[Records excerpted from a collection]
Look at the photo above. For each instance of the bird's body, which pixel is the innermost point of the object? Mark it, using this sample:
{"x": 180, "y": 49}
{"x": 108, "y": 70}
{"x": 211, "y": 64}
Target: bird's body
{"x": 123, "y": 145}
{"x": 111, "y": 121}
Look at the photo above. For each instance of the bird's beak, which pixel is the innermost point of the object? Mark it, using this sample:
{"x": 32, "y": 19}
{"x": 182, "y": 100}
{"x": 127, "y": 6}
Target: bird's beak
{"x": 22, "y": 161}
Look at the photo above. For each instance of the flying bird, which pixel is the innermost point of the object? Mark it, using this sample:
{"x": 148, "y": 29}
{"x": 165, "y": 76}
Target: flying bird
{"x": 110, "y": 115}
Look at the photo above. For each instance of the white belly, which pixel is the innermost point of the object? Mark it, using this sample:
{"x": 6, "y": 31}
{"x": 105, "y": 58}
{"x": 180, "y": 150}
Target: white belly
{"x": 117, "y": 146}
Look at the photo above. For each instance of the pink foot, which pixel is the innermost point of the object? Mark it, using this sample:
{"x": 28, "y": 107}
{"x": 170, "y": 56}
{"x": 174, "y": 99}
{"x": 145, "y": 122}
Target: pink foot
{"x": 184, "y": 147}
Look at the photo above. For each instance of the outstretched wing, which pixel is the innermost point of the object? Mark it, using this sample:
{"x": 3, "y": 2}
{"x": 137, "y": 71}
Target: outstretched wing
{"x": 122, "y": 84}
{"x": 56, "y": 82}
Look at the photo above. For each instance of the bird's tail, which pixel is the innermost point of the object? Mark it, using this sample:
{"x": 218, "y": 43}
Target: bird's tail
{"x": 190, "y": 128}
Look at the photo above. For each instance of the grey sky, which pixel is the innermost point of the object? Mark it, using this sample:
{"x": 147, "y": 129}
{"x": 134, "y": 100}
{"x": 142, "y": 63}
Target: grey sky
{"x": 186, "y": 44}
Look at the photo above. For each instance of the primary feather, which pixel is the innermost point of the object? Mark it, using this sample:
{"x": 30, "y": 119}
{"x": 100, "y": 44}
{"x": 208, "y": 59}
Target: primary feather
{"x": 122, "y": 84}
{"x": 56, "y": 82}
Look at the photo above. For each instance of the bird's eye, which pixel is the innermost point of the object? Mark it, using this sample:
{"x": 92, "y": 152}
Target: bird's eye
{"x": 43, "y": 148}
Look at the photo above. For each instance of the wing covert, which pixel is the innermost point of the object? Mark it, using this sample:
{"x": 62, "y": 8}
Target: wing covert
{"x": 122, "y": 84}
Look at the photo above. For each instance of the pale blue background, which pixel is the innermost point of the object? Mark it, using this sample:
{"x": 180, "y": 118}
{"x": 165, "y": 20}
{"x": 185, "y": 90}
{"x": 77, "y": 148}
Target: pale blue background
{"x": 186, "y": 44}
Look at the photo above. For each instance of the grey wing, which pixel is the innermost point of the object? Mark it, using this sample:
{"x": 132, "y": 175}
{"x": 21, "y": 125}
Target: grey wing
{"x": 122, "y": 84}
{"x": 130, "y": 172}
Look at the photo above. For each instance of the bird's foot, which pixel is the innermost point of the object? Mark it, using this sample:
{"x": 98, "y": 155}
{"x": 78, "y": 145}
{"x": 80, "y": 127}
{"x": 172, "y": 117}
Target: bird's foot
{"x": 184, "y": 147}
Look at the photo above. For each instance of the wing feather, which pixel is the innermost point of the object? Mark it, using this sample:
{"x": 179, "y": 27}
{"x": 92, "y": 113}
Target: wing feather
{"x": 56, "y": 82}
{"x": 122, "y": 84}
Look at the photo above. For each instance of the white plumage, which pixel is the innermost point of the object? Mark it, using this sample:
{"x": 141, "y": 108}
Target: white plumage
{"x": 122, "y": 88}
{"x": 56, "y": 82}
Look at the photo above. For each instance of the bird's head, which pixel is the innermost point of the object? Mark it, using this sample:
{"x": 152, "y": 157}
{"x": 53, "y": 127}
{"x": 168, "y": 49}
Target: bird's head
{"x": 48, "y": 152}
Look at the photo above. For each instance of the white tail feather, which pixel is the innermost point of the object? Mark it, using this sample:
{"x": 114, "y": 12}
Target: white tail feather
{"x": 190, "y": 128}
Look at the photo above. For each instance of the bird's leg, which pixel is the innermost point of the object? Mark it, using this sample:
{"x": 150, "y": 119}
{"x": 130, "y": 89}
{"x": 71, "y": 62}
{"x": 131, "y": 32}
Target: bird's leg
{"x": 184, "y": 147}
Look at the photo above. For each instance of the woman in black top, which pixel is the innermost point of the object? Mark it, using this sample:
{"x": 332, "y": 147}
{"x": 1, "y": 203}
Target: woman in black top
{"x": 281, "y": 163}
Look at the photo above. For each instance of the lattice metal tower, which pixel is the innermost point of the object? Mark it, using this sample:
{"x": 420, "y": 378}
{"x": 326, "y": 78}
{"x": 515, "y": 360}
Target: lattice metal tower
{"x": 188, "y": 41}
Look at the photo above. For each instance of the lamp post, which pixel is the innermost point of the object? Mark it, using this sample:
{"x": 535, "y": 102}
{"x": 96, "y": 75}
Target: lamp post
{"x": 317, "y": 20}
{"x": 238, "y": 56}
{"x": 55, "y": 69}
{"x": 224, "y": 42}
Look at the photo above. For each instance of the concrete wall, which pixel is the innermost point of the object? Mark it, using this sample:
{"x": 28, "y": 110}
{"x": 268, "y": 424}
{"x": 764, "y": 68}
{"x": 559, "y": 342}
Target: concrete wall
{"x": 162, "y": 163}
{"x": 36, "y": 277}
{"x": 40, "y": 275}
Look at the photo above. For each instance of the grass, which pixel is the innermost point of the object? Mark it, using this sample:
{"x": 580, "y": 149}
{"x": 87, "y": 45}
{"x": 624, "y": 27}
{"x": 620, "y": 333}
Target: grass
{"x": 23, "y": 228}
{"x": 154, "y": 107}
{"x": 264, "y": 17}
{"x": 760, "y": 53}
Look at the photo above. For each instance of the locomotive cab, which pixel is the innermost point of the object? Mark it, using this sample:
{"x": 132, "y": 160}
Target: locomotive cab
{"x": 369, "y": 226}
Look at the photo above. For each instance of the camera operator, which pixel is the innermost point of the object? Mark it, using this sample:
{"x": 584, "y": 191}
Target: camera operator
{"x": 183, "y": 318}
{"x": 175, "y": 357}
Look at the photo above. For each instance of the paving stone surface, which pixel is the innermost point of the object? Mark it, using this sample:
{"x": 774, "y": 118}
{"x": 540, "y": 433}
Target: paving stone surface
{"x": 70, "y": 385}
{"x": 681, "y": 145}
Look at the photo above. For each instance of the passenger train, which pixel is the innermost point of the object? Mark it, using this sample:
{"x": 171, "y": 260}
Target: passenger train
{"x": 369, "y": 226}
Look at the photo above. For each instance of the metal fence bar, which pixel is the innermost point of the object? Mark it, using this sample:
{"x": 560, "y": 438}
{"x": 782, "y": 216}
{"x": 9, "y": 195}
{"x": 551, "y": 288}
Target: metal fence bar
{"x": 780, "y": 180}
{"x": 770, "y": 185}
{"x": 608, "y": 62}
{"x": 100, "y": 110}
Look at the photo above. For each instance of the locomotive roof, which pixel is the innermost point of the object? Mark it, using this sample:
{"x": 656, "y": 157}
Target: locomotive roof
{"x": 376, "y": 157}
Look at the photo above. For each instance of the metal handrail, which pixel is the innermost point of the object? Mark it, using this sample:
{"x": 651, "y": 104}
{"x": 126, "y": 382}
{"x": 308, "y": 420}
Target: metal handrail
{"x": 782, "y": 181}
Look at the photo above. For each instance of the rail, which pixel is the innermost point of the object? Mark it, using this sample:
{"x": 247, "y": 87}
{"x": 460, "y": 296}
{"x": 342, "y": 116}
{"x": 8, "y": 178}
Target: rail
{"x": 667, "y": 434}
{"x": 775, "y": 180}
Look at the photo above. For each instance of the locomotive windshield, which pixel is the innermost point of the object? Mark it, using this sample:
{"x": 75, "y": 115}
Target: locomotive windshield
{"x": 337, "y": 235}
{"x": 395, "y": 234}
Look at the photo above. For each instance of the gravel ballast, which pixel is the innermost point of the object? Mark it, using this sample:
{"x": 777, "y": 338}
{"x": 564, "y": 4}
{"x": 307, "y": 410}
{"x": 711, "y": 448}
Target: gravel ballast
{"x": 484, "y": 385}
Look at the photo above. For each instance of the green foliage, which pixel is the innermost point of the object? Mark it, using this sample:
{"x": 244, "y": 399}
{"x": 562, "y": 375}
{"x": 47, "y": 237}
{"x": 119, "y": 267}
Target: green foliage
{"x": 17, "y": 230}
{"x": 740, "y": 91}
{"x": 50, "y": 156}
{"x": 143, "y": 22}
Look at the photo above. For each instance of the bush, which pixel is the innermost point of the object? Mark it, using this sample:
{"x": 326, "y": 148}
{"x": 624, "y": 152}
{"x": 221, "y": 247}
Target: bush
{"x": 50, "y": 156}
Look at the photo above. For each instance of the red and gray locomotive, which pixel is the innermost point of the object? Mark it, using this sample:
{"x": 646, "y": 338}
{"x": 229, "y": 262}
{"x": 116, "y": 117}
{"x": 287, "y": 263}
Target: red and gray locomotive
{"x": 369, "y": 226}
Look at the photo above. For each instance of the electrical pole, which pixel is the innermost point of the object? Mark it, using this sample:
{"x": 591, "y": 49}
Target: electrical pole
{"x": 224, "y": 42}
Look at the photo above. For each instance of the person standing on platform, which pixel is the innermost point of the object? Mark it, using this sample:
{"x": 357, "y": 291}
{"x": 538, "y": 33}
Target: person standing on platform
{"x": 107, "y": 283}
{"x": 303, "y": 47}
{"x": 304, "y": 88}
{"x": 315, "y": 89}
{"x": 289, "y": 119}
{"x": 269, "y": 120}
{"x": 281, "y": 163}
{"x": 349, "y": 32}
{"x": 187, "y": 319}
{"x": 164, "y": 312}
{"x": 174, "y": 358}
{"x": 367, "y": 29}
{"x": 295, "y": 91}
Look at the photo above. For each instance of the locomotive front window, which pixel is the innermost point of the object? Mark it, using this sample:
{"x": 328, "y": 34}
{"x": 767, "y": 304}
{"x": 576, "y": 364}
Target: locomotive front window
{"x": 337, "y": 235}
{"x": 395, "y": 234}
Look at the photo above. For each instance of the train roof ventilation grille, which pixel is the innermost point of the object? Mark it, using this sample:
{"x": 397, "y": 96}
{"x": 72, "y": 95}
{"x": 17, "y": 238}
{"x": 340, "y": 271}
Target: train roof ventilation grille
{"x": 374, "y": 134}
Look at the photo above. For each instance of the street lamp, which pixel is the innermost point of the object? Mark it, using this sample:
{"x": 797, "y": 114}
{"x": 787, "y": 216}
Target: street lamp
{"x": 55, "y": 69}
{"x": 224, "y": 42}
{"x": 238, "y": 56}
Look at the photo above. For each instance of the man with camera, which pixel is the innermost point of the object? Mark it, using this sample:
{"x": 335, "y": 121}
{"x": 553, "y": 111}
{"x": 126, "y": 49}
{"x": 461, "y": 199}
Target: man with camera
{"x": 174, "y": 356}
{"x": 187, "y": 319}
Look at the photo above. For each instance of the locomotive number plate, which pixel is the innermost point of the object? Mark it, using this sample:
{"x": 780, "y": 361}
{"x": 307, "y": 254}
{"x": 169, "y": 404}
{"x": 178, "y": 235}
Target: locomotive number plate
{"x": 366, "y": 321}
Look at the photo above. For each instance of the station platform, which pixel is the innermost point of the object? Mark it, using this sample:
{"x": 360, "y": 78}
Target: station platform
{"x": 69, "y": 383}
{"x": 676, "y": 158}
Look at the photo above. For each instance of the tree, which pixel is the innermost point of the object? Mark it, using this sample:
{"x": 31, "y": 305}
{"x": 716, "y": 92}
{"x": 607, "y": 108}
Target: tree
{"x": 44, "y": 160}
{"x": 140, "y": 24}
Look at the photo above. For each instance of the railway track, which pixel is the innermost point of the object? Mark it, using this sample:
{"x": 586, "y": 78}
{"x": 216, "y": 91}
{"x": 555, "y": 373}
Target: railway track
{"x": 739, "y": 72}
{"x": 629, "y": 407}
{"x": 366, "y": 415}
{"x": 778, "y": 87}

- WHAT TO WORK ON
Your answer should be the lines above from the one containing "Target: bird's beak" through the one containing "white belly, which", copied exactly and with both ends kept.

- EXERCISE RESPONSE
Target: bird's beak
{"x": 22, "y": 161}
Look at the photo above. For each instance of the flying bird, which pixel is the innermost point of the object? Mark it, using this sample:
{"x": 148, "y": 29}
{"x": 165, "y": 76}
Target: flying bird
{"x": 110, "y": 115}
Look at the photo above. For each instance of the white belly, which pixel is the innermost point of the object? Mark it, using this sample:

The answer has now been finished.